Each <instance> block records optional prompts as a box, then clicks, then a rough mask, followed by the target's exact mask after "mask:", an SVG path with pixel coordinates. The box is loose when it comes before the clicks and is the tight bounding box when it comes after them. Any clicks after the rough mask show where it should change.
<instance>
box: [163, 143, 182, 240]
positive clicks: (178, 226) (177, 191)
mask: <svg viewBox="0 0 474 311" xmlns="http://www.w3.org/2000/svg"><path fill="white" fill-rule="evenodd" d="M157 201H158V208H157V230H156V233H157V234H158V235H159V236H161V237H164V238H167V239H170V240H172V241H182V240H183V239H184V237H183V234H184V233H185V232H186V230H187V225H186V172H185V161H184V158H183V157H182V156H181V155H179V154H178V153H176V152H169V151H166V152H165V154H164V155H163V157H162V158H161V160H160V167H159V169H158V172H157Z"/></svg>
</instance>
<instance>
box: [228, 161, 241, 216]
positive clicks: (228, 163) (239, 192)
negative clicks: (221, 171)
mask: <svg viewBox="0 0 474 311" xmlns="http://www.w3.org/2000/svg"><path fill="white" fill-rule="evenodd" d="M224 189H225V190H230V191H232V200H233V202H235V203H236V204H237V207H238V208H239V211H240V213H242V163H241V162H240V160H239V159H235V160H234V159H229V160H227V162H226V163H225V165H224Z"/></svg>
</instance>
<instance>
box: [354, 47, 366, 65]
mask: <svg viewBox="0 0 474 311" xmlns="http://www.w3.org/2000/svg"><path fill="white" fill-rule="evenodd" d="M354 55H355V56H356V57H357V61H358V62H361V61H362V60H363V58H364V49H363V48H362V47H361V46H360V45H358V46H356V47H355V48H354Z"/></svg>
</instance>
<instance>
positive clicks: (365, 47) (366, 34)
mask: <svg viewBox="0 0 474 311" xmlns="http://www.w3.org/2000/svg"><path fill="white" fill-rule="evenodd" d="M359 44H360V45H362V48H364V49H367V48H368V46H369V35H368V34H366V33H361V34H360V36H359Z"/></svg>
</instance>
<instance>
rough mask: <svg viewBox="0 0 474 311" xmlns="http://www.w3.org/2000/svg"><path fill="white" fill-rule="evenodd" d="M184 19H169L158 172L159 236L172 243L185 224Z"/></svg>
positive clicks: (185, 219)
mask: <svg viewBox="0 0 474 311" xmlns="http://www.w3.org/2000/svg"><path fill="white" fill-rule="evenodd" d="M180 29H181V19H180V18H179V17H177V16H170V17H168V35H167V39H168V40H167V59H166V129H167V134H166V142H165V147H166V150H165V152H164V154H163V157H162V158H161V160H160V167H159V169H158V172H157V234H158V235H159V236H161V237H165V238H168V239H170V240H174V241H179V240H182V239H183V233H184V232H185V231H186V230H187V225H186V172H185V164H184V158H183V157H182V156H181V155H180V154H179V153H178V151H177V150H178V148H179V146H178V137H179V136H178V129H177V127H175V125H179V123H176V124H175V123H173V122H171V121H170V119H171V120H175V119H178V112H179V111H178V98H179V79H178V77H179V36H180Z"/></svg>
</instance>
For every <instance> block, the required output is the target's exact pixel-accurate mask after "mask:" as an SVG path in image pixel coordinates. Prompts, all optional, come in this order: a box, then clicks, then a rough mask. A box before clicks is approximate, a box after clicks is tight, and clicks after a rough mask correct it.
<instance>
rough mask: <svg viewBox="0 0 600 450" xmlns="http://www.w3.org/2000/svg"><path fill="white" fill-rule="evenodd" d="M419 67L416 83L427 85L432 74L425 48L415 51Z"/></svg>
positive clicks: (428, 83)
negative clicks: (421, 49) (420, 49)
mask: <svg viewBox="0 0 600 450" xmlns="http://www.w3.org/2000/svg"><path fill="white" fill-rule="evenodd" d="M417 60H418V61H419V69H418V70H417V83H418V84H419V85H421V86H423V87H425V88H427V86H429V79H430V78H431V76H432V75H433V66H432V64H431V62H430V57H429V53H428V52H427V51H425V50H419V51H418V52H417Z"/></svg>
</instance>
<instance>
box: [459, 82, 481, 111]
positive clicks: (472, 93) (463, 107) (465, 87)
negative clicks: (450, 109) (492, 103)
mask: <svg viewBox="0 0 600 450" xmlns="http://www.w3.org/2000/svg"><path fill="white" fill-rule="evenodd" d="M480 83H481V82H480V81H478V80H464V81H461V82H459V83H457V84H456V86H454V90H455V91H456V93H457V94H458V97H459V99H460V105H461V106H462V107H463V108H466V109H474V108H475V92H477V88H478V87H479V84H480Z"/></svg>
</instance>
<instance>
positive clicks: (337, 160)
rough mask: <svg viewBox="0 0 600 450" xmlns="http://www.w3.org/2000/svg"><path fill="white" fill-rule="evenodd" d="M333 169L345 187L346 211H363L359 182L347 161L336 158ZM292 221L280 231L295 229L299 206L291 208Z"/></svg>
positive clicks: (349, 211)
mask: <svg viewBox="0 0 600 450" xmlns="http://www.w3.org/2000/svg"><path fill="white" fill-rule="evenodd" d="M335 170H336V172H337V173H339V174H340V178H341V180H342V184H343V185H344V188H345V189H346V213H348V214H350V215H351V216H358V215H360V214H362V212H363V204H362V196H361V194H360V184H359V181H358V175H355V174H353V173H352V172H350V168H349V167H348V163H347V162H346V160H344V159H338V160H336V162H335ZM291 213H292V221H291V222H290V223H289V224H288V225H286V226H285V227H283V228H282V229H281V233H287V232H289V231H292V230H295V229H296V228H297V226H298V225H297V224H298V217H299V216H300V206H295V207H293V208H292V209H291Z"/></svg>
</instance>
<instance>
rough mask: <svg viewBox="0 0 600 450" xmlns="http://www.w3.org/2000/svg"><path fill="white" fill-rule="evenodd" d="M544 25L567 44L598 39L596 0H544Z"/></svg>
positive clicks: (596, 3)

+++++

**PROBLEM REQUIREMENTS:**
Reproduce all of the data above verbatim, line for line.

**TASK OUTPUT:**
Each <instance> block records optional prompts as a box, then clicks, then a rough mask, followed by the target's exact mask after "mask:", an SVG path with pixel coordinates. The box is loose when it comes before the clicks and is the tight bounding box when it comes after them. Any clicks after the rough mask show where it should change.
<instance>
box: [163, 143, 182, 240]
positive clicks: (178, 226) (177, 191)
mask: <svg viewBox="0 0 474 311" xmlns="http://www.w3.org/2000/svg"><path fill="white" fill-rule="evenodd" d="M157 201H158V208H157V230H156V233H157V234H158V235H159V236H161V237H164V238H167V239H170V240H172V241H182V240H183V239H184V237H183V234H184V233H185V232H186V230H187V225H186V172H185V161H184V158H183V157H182V156H181V155H179V154H178V153H176V152H169V151H166V152H165V154H164V155H163V157H162V158H161V160H160V167H159V169H158V172H157Z"/></svg>
</instance>
<instance>
box: [228, 161, 241, 216]
positive clicks: (228, 163) (239, 192)
negative clicks: (221, 171)
mask: <svg viewBox="0 0 474 311" xmlns="http://www.w3.org/2000/svg"><path fill="white" fill-rule="evenodd" d="M224 189H225V190H230V191H232V200H233V202H235V203H236V204H237V207H238V208H239V211H240V213H242V163H241V162H240V160H239V159H235V160H234V159H229V160H227V162H226V163H225V165H224Z"/></svg>
</instance>
<instance>
box: [354, 47, 366, 65]
mask: <svg viewBox="0 0 474 311" xmlns="http://www.w3.org/2000/svg"><path fill="white" fill-rule="evenodd" d="M354 55H355V56H356V57H357V61H358V62H361V61H362V60H363V58H364V49H363V48H362V47H361V46H360V45H358V46H356V47H355V48H354Z"/></svg>
</instance>
<instance>
positive clicks: (365, 47) (366, 34)
mask: <svg viewBox="0 0 474 311" xmlns="http://www.w3.org/2000/svg"><path fill="white" fill-rule="evenodd" d="M359 44H360V45H362V48H364V49H367V48H368V46H369V35H368V34H366V33H361V34H360V36H359Z"/></svg>
</instance>
<instance>
rough mask: <svg viewBox="0 0 474 311" xmlns="http://www.w3.org/2000/svg"><path fill="white" fill-rule="evenodd" d="M184 19H169L158 172L159 236L172 243L185 224Z"/></svg>
positive clicks: (185, 219)
mask: <svg viewBox="0 0 474 311" xmlns="http://www.w3.org/2000/svg"><path fill="white" fill-rule="evenodd" d="M180 29H181V19H180V18H179V17H177V16H170V17H168V35H167V39H168V40H167V59H166V129H167V134H166V142H165V147H166V150H165V152H164V154H163V157H162V158H161V160H160V167H159V169H158V172H157V234H158V235H159V236H161V237H165V238H168V239H170V240H174V241H179V240H182V239H183V233H184V232H185V231H186V230H187V225H186V172H185V164H184V158H183V157H182V156H181V155H180V154H179V153H178V151H177V150H178V148H179V146H178V137H179V136H178V129H177V127H175V125H179V123H176V124H175V123H173V122H171V121H170V119H171V120H175V119H178V112H179V111H178V98H179V79H178V77H179V36H180Z"/></svg>
</instance>
For every <instance> block, the required output is the target's exact pixel-accurate mask after "mask:" as an SVG path in image pixel coordinates. Prompts, all optional, come in this order: a box, then clicks, then a rough mask. A box before clicks is approximate, a box after clicks is tight, and clicks after a rough mask correct it.
<instance>
rough mask: <svg viewBox="0 0 600 450" xmlns="http://www.w3.org/2000/svg"><path fill="white" fill-rule="evenodd" d="M419 67L416 83L427 85L432 74L425 48L415 51Z"/></svg>
positive clicks: (428, 83)
negative clicks: (421, 49) (420, 49)
mask: <svg viewBox="0 0 600 450" xmlns="http://www.w3.org/2000/svg"><path fill="white" fill-rule="evenodd" d="M417 60H418V61H419V69H418V70H417V83H418V84H419V85H421V86H423V87H425V88H427V86H429V79H430V78H431V76H432V75H433V66H432V64H431V62H430V57H429V53H428V52H427V51H425V50H419V51H418V52H417Z"/></svg>
</instance>
<instance>
box: [459, 82, 481, 111]
positive clicks: (472, 93) (463, 107) (465, 87)
negative clicks: (450, 109) (492, 103)
mask: <svg viewBox="0 0 600 450" xmlns="http://www.w3.org/2000/svg"><path fill="white" fill-rule="evenodd" d="M480 83H481V82H480V81H478V80H464V81H461V82H459V83H457V84H456V86H454V90H455V91H456V93H457V94H458V97H459V99H460V105H461V106H462V107H463V108H466V109H474V108H475V92H477V88H478V87H479V84H480Z"/></svg>
</instance>
<instance>
positive clicks: (337, 160)
rough mask: <svg viewBox="0 0 600 450" xmlns="http://www.w3.org/2000/svg"><path fill="white" fill-rule="evenodd" d="M333 169L345 187L346 211H363L359 182L347 161L336 158ZM292 221L280 231L295 229L299 206L291 208Z"/></svg>
positive clicks: (349, 211)
mask: <svg viewBox="0 0 600 450" xmlns="http://www.w3.org/2000/svg"><path fill="white" fill-rule="evenodd" d="M335 170H336V172H337V173H339V174H340V178H341V180H342V184H343V185H344V188H345V189H346V213H348V214H350V215H351V216H358V215H360V214H362V212H363V204H362V196H361V194H360V184H359V181H358V175H355V174H353V173H352V172H350V168H349V167H348V163H347V162H346V160H344V159H338V160H336V162H335ZM291 213H292V221H291V222H290V223H289V224H288V225H286V226H285V227H283V228H282V229H281V233H287V232H289V231H292V230H295V229H296V228H297V226H298V225H297V224H298V217H299V216H300V206H295V207H293V208H292V209H291Z"/></svg>
</instance>
<instance>
rough mask: <svg viewBox="0 0 600 450" xmlns="http://www.w3.org/2000/svg"><path fill="white" fill-rule="evenodd" d="M544 25L567 44L598 39L596 0H544Z"/></svg>
positive clicks: (596, 3)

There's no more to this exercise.